*** SELECTED EXTRACT ***
That's important because I long have projected that Model Y would likely displace Model 3 sales.
Let's say Model Y contributed 10-20% of M3+Y deliveries this quarter, or 8,000-16,000—probably an overly conservative estimate.
If so Model 3 sales were down 7-17% versus last year, and I assume the higher end of the range.
That's not all. I estimate that sales outside the US now contribute the majority of total deliveries, perhaps as high as 60% this quarter. This implies 32,000 Models 3+Y delivered in the US, down 29% versus 45,225 US Model 3 deliveries last year.
If so US Model 3 deliveries potentially fell 65%—no wonder Tesla doesn't want to break this out.
Challenged Ahead
This seems to confirm my concern that Tesla really has only one broadly competitive model left in its lineup for the foreseeable future as Model 3 settles into borrowed time. As soon as Model Y is introduced overseas I expect this same pattern to be repeated.
As I have observed since last year, there's just not enough difference between Model 3 and Model Y to support sustainably strong demand for both. Model Y is a crossover, it's a little bigger than Model 3 with similar performance and range, and the price difference on comparable models has already shrunk (as I projected) from $4,000 to just $2,000 (see Clearing Up Tesla Q419 Results, 1/30/20).
*** End of SELECTED EXTRACT ***
*** RECORDED DATA ***
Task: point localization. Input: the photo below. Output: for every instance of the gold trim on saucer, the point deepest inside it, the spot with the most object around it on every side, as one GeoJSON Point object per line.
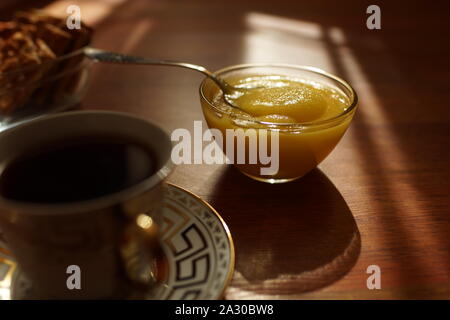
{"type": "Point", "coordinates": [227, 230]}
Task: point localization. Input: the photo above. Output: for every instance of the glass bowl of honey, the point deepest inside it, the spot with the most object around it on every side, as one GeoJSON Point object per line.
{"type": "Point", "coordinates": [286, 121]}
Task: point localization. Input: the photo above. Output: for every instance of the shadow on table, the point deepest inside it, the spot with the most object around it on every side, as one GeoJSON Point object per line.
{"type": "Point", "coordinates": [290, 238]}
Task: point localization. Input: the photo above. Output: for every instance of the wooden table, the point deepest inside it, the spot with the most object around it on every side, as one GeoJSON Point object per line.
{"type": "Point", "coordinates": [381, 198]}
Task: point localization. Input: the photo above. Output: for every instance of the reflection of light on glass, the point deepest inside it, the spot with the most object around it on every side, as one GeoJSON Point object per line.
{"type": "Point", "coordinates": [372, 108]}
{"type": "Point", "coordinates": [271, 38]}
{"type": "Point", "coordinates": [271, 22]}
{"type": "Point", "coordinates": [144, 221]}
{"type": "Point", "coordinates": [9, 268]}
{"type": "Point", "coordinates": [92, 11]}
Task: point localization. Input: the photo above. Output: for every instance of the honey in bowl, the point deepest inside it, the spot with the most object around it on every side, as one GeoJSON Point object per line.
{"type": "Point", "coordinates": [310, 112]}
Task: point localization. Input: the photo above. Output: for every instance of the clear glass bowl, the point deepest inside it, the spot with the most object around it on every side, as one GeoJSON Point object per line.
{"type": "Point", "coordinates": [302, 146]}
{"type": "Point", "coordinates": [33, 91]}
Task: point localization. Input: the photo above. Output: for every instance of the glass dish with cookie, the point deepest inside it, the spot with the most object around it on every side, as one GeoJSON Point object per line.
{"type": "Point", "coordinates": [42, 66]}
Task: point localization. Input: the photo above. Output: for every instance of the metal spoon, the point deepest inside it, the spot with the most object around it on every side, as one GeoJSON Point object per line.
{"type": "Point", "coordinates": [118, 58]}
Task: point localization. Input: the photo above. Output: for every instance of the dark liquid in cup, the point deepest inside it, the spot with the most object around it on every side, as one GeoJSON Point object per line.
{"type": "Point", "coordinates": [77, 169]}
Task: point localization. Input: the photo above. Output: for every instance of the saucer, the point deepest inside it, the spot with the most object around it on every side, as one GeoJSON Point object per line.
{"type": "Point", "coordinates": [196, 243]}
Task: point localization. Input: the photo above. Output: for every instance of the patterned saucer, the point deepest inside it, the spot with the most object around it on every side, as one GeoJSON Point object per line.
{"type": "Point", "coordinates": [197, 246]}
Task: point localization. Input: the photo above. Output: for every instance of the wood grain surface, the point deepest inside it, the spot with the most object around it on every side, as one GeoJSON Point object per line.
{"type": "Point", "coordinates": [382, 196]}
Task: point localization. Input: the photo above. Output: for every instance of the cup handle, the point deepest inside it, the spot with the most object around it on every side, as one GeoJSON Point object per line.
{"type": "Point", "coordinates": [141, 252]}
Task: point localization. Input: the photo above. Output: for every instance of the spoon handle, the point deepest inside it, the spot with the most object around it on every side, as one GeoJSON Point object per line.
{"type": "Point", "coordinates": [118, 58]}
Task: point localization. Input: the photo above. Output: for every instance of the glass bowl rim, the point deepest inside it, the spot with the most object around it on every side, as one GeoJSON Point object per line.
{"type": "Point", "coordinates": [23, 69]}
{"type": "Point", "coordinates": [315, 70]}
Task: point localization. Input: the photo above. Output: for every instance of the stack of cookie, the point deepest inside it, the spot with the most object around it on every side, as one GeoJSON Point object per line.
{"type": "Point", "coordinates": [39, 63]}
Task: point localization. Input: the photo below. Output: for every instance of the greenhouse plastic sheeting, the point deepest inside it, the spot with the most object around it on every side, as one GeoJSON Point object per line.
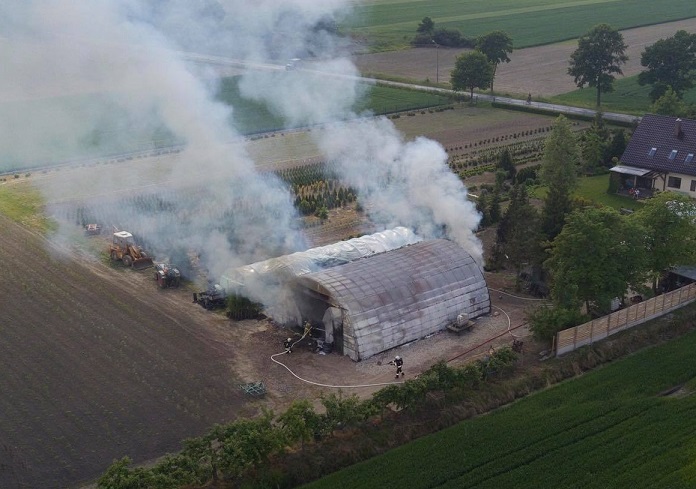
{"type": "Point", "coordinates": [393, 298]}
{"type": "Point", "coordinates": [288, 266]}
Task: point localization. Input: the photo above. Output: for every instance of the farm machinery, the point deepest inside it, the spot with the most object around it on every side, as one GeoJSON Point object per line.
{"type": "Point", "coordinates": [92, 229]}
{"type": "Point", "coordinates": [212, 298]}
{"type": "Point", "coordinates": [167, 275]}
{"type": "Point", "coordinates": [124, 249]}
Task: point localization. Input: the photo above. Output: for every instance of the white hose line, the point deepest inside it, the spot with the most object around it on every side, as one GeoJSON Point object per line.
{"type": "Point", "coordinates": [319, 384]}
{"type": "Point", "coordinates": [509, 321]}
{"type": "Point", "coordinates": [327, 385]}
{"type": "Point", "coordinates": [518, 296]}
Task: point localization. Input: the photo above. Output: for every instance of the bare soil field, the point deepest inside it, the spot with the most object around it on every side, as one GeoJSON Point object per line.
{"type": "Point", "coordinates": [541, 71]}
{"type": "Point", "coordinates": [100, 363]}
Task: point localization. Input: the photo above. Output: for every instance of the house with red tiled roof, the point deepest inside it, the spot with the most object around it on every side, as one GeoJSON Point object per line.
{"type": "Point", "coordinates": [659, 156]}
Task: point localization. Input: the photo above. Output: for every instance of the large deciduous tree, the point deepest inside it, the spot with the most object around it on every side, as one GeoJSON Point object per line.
*** End of RECORDED DATA ***
EXERCISE PROMPT:
Pick up the analysis of Tesla's Model 3 and Model Y sales after its last sentence and continue it in the same voice.

RESULT FOR THIS TASK:
So Tesla really has a very simple sales strategy: sell as many Model 3s as it can overseas while it gets Model Y ramped up in all markets. It's not a perfect strategy since Model Y predictably has most if not all the quality and reliability problems from Model 3 plus a few new ones of its own. Not to mention formidable competition from more than a dozen promising new EV models coming over the next year, or that business conditions could remain pressured for months to years after the pandemic subsides.
Cue accelerated launch later this year of CyberTruck with typical Tesla fanfare, likely followed by disappointing market presence and staying power after the hype fizzles.
But that will be next year's problem, along with lapping incremental sales growth this year.
In the meantime
Tesla is expected to report second-quarter results in about three weeks. True to form, CEO Elon Musk sent his late-quarter motivational email to employees last week saying "breaking even is looking super tight."
We'll see. Tesla might need as much as $500 million in accounting boosts, nonoperating, & unusual items to get close to breakeven—even larger than usual juicing versus the company's typical financial "enhancements" which happen every single quarter.
That's because even though deliveries were slightly higher versus reduced estimates, they were down versus last year when average pricing and revenue mix also were significantly higher. Costs were likely more contained versus the chaotic results last year, but probably still outpaced revenue.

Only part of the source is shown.